### PAGE EXCERPT
January 05, 2005

Different faces, other places

Tomorrow my mom is going to have her face, shall we say, rejuvenated. This woman has only been in close contact with a physician four other times in her life: twice, to have babies (my brother was almost born in the revolving doors at Lenox Hill, but that is a tale for another time) and twice, for minor cosmetic procedures. This one, clocking in at 6+ hours of surgery time, is major.

It is also the first time my mother has seen a doctor outside the borders of our city almost since I was born. Then again, the local hospital best known for its cosmetic procedures here was last in the news when a prominent writer went in to have her eyes done, and didn't make it out alive. Perhaps they will take better care in Florida. She'll be staying with her best friend (who had her face done by the same doctor), and I'm sure her friend Sandy will take good care of her.

Sandy and I are both proponents of the better-living-through-chemisty school: we can discuss migraine meds and depression/anxiety meds long after my mom's eyes have glazed over, and not due to alcohol consumption. Pharmacists R Us, you might say.

Digression: This blog is obviously not dedicated to big issues of our time. Otherwise there would be far more about, say, the recent tsunami distaster, or, closer to my home and heart, the political and economic situation in Haiti, and why each needs funding.

No, I stick with smaller, more domestic meanderings: I realize my area of control is narrow, though my area of bewilderment is wide.

For example, why is my college classmate's second husband staying with her /a>after DNA tests have proved he's not the biological father of her child? He is over 60, and has been publically cuckholded. What does he see in her? She's a bright woman, but her actions bewilder me. How do you tell your kid, your Daddy isn't who you think he is? And when do you say so? Especially if your child's paternity has been bandied about for months in some of the better periodicals of our time.

As a woman I know in her early 50s who is coming off a second divorce, said: "I don't even know how to flirt." I'm with her. In a screwball comedy of the 1940s, my classmate would have come off looking like my perception of a ditzy broad -- but one whom you had better not cross. Looks like an angel, acts like Ghengis Kahn.

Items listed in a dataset
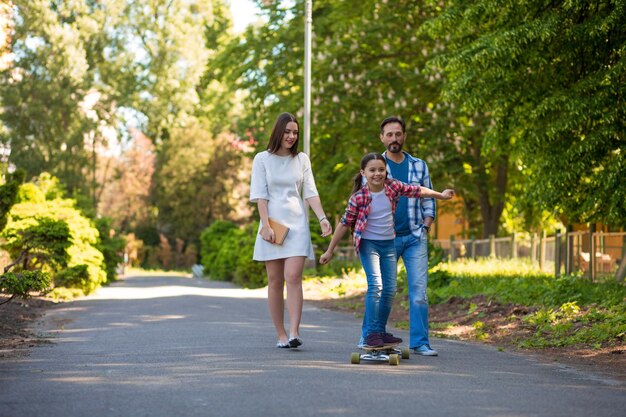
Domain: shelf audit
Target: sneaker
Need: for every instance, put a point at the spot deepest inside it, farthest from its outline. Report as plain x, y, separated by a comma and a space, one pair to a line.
425, 350
361, 343
374, 340
294, 342
388, 338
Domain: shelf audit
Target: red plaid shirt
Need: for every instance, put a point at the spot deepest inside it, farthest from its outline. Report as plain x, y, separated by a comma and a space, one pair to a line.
360, 202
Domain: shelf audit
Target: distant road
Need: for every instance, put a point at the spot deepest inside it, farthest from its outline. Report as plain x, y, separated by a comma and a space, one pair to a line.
172, 346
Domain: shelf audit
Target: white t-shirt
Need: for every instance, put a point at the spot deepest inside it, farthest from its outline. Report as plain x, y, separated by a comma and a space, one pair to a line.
380, 220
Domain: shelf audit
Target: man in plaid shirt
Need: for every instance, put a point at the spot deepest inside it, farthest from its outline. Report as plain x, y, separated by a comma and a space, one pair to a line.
413, 218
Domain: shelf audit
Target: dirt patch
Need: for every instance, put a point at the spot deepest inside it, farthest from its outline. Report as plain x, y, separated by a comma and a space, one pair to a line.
500, 325
17, 319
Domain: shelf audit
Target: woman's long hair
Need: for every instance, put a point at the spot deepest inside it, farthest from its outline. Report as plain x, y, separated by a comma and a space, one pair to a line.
278, 132
358, 178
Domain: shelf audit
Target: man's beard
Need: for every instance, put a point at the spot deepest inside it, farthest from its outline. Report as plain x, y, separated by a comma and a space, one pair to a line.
394, 147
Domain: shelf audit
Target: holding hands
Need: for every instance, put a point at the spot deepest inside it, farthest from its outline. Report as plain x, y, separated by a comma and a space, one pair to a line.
327, 229
447, 194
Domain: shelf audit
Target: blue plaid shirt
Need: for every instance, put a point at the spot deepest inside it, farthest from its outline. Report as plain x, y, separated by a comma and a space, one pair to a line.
418, 208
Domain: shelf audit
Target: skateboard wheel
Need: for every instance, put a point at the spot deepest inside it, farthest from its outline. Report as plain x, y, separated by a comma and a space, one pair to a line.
406, 353
394, 359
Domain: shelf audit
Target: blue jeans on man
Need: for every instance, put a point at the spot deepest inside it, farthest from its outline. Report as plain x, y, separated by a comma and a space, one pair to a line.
414, 254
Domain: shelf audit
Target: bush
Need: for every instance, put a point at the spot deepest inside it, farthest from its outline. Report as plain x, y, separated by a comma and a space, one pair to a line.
23, 283
111, 247
84, 237
227, 254
211, 240
75, 277
249, 273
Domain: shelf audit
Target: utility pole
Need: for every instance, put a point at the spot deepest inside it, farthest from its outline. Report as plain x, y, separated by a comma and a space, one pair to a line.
308, 21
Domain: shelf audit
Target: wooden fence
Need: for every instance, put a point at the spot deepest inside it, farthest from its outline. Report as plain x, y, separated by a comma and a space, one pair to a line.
562, 253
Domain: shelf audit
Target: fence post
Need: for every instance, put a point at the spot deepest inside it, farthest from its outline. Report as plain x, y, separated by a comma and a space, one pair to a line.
592, 252
568, 252
542, 250
514, 246
557, 253
452, 254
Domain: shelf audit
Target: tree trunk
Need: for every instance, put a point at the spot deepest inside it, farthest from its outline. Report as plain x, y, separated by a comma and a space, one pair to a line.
621, 270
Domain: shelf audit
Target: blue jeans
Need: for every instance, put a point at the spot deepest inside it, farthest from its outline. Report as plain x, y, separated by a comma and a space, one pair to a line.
378, 258
414, 254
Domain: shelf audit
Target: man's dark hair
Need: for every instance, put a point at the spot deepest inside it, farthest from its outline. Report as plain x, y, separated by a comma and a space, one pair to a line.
392, 119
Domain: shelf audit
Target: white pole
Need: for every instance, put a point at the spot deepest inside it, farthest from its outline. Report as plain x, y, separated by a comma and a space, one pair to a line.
308, 20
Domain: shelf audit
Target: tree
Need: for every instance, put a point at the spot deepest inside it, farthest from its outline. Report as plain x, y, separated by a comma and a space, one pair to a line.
369, 61
200, 181
126, 197
53, 98
552, 77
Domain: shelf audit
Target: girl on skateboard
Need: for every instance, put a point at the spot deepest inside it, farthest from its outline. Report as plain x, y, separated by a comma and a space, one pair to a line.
370, 214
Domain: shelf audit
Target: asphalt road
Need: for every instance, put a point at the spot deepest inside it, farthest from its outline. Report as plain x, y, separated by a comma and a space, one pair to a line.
171, 346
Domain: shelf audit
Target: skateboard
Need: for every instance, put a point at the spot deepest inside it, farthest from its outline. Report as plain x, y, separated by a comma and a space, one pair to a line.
387, 353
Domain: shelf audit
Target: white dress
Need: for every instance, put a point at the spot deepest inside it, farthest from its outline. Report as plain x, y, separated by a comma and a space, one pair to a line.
285, 181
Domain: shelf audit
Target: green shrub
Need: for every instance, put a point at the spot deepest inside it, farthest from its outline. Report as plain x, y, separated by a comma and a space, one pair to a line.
110, 246
75, 277
84, 237
21, 284
227, 254
211, 240
249, 273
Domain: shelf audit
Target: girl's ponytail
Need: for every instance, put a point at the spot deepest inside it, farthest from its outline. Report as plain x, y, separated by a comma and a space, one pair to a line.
357, 183
358, 179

### EXERCISE OBJECTIVE
Write out the passage of the blog post that falls between "No, I stick" and "periodicals of our time.", inclusive, without changing any of its wording.

### SOLVED EXERCISE
No, I stick with smaller, more domestic meanderings: I realize my area of control is narrow, though my area of bewilderment is wide.

For example, why is my college classmate's second husband staying with her /a>after DNA tests have proved he's not the biological father of her child? He is over 60, and has been publically cuckholded. What does he see in her? She's a bright woman, but her actions bewilder me. How do you tell your kid, your Daddy isn't who you think he is? And when do you say so? Especially if your child's paternity has been bandied about for months in some of the better periodicals of our time.